The tasks:
**a)** Sum up the discrete-time LQR question in two sentences.
**b)** Carry on the forum question about discrete-time LQR and LMI solutions from its last line.

Passage provided:
==================================================

Discrete-time LQR and solutions via LMI

Question

Having a infinite horizon discrete-time LQR problem

$J^* = \min_u \ \sum_{k=0}^{\infty} x^\top_k Q x_k +u^\top_kRu_k$

subject to

$x_{k+1}= Ax_k+Bu_k, \quad x(0)=x_0$.

With some algebra manipulations, and setting $J^*=x_kPx_k$, with $P=P^\top\succ 0$ the following LMI is obtained:

$J^* = \begin{bmatrix}
u_k\\x_k
\end{bmatrix}^\top \begin{bmatrix}
B^\top PB+R & B^\top PA\\A^\top PB & A^\top PA +Q
\end{bmatrix} \begin{bmatrix}
u_k\\x_k
\end{bmatrix} \prec 0$

Taking the Schur complement, the resulting state feedback controller $u_k=Kx_k$ is

$K = -(R+B^\top PB)^{-1}B^\top PA$

where P is the solution of the Riccati equation

$P = Q + A^\top PA – A^\top PB(R+B^\top PB)^{-1}B^\top PA$

I implemented an example in Matlab and compared the solutions obtained using the command dlqr and the LMI solved with Yalmip, but the values of the obtained (P,K) are not the same.

the code is:

A=[1.1 -0.3; 1 0];
B=[1;0];
Q=eye(2,2);
R=1;

%% inf horizon
[K,S,e] = dlqr(A,B,Q,R)

%% LMI solver:
P = sdpvar(2,2);
F1 = [A'*P*A + Q,A'*P*B; B'*P*A, R+B'*P*B ];
F = [P>=0, F1<=0];
optimize (F,P);
Pfeasible=value(P);
Kfeasible = -inv(R+B'*Pfeasible*B)*B'*Pfeasible*A

Do you have an idea why? is it due to the solver?

==================================================

[Point placement records]
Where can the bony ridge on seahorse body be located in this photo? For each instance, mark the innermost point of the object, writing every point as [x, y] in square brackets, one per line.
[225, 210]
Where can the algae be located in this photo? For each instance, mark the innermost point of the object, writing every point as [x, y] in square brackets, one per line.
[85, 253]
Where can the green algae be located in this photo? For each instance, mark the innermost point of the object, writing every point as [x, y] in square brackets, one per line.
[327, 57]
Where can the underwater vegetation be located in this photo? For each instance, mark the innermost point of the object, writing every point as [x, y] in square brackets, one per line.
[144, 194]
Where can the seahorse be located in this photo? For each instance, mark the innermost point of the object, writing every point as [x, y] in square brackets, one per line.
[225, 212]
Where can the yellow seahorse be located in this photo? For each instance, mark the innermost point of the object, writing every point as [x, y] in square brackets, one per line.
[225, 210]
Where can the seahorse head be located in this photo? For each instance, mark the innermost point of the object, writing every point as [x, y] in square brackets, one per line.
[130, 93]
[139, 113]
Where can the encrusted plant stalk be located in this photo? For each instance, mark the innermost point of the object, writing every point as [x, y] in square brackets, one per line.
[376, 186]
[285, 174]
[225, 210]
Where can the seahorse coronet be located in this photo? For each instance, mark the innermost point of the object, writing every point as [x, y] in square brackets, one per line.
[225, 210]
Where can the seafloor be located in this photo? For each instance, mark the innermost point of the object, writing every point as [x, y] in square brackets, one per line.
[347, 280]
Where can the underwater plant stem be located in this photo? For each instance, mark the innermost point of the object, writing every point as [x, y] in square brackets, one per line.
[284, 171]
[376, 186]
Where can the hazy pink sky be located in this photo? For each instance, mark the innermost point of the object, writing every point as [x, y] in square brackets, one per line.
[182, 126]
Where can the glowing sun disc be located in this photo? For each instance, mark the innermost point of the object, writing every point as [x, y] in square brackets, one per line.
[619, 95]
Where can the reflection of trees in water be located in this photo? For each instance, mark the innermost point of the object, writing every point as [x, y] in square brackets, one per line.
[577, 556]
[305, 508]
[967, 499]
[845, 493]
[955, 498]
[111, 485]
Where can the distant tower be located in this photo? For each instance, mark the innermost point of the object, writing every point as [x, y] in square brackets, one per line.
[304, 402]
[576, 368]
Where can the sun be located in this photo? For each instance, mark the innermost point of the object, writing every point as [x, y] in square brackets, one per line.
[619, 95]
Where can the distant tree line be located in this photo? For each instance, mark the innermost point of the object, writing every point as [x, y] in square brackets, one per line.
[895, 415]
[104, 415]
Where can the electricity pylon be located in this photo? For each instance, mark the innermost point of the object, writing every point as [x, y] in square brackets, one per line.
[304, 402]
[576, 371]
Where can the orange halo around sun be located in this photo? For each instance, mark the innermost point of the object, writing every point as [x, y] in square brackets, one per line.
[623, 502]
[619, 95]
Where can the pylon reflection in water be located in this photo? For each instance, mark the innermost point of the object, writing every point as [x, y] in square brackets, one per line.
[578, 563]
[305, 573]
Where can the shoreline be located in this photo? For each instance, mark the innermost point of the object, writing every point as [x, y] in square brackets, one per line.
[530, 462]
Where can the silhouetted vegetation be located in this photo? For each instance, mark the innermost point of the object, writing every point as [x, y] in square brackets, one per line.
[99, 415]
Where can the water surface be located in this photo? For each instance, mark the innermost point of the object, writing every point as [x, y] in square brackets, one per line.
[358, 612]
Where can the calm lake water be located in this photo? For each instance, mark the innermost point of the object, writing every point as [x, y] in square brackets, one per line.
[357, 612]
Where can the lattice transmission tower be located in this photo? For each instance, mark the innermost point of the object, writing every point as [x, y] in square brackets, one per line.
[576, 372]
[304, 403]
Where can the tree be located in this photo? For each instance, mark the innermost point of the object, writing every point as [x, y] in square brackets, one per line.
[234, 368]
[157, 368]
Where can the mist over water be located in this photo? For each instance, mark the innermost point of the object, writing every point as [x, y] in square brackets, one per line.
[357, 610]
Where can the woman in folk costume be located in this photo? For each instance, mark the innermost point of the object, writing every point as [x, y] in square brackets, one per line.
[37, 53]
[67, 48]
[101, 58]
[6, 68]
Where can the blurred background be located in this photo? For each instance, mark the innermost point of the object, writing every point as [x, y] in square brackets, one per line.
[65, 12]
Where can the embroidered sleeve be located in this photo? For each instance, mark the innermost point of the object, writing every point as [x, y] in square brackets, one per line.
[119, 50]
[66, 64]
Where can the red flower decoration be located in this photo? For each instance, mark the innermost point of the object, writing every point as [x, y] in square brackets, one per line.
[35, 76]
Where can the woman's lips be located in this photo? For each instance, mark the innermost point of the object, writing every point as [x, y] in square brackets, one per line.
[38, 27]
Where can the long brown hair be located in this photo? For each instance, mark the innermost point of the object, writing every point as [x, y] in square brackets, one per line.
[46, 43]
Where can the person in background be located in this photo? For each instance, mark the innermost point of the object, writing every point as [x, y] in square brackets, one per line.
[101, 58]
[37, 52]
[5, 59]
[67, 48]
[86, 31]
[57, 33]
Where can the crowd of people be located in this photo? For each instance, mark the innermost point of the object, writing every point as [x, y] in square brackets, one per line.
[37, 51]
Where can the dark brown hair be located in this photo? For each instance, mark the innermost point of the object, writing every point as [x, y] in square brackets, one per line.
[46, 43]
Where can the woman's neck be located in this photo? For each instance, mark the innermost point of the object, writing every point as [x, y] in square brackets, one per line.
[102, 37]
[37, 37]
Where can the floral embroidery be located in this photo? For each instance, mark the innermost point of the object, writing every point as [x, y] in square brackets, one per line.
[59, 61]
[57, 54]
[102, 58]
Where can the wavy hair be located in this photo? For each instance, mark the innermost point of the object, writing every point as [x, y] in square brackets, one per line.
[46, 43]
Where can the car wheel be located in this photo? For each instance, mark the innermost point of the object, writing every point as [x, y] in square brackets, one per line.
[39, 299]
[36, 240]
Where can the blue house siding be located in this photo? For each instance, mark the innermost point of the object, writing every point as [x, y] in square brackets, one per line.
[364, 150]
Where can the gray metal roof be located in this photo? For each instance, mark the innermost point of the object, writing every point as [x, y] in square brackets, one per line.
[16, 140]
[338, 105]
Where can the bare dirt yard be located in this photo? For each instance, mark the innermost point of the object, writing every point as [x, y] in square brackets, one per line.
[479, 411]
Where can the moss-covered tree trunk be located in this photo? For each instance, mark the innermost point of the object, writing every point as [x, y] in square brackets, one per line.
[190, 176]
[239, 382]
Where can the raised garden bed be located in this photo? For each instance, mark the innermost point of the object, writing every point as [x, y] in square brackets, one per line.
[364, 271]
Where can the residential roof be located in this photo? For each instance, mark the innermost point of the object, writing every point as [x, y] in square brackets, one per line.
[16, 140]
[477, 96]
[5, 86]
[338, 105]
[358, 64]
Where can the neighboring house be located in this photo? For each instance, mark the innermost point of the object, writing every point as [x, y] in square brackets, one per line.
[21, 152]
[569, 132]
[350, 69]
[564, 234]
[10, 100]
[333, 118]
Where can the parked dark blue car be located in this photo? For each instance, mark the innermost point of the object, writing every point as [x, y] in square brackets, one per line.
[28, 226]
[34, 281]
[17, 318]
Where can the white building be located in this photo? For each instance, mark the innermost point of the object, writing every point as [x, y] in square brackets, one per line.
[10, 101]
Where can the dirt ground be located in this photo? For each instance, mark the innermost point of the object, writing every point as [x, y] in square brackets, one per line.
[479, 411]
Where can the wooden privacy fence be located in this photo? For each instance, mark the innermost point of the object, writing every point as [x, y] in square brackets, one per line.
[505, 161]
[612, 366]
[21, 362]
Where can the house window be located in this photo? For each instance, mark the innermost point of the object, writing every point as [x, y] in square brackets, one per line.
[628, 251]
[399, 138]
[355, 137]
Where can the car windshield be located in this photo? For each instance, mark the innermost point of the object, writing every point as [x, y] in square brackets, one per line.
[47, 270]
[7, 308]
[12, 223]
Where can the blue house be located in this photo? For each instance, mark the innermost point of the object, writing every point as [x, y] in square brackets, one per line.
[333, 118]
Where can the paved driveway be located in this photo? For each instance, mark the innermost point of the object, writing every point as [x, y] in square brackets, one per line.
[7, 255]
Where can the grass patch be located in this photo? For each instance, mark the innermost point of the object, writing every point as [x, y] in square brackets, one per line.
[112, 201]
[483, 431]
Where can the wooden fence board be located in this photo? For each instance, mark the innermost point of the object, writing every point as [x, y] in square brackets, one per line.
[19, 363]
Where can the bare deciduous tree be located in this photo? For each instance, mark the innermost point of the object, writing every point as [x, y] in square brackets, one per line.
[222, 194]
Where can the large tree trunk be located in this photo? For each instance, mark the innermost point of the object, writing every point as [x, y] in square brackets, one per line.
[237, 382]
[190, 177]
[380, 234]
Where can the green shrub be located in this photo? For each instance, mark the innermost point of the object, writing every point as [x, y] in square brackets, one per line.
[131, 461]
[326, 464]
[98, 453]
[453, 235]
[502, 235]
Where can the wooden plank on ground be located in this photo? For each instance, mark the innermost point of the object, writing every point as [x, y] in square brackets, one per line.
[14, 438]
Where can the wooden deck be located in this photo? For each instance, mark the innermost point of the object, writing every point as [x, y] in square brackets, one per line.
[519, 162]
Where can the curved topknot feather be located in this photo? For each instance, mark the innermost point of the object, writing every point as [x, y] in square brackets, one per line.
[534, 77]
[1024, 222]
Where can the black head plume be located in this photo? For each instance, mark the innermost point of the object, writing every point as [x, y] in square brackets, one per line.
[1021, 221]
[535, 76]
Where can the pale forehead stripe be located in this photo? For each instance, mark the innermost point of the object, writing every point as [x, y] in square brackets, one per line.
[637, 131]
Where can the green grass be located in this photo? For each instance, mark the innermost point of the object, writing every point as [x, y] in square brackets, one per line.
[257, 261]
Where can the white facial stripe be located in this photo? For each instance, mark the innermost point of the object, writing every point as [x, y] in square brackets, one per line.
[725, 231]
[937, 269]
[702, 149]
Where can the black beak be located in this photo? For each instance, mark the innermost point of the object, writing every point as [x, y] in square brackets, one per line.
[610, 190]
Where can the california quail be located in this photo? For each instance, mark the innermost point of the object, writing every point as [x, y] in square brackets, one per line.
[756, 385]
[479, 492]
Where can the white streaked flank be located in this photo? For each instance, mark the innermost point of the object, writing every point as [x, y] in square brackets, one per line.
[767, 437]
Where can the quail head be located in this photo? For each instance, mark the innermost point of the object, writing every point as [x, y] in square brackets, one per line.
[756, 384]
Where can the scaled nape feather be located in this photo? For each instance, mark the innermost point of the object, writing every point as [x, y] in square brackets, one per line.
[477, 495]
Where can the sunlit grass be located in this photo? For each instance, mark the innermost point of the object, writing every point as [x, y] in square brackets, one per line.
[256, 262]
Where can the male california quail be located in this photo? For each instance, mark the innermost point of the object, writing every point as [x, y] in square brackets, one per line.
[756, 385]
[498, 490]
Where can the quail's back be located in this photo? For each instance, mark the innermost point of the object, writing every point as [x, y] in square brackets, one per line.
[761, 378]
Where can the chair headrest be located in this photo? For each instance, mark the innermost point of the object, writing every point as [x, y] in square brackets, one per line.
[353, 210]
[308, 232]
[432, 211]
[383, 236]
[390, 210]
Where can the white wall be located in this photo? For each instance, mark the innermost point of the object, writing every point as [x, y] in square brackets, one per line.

==================================================

The answers:
**a)** The poster sets up an infinite-horizon discrete-time LQR problem, takes the optimal cost to be x_k P x_k with P symmetric positive definite, and derives an LMI whose Schur complement gives the state feedback gain K = -(R+BᵀPB)⁻¹BᵀPA, where P solves the Riccati equation. After running an example in Matlab, the poster finds that the dlqr command and the LMI solved with Yalmip give different values of (P, K) and asks whether the solver is to blame.

**b)**
Answer 1

reference: Connections between duality in control theory and convex optimization, V Balakrishnan, L Vandenberghe . The LMI should be formulated as follows

$\max \ \text{trace}(P)$

sbj to

$P\succeq 0$

$\begin{bmatrix} A^TPA+Q-P & A^TPB\\ B^TPA& R+B^TPB \end{bmatrix}\succeq 0$

Solved in Yalmip yields the following code

P = sdpvar(2,2);
mat = [A'*P*A+Q-P, A'*P*B; B'*P*A, R+B'*P*B ];
cons = [P>=0, mat>=0];
optimize(cons, -trace(P));
Pf = value(P)
Kf = inv(R+B'*Pf*B)*B'*Pf*A

If you run the code you should find a feasible solutions for $P$ and $K$.

The code in cvx should be

cvx_begin
variable P(2,2) symmetric
maximize( trace(P) )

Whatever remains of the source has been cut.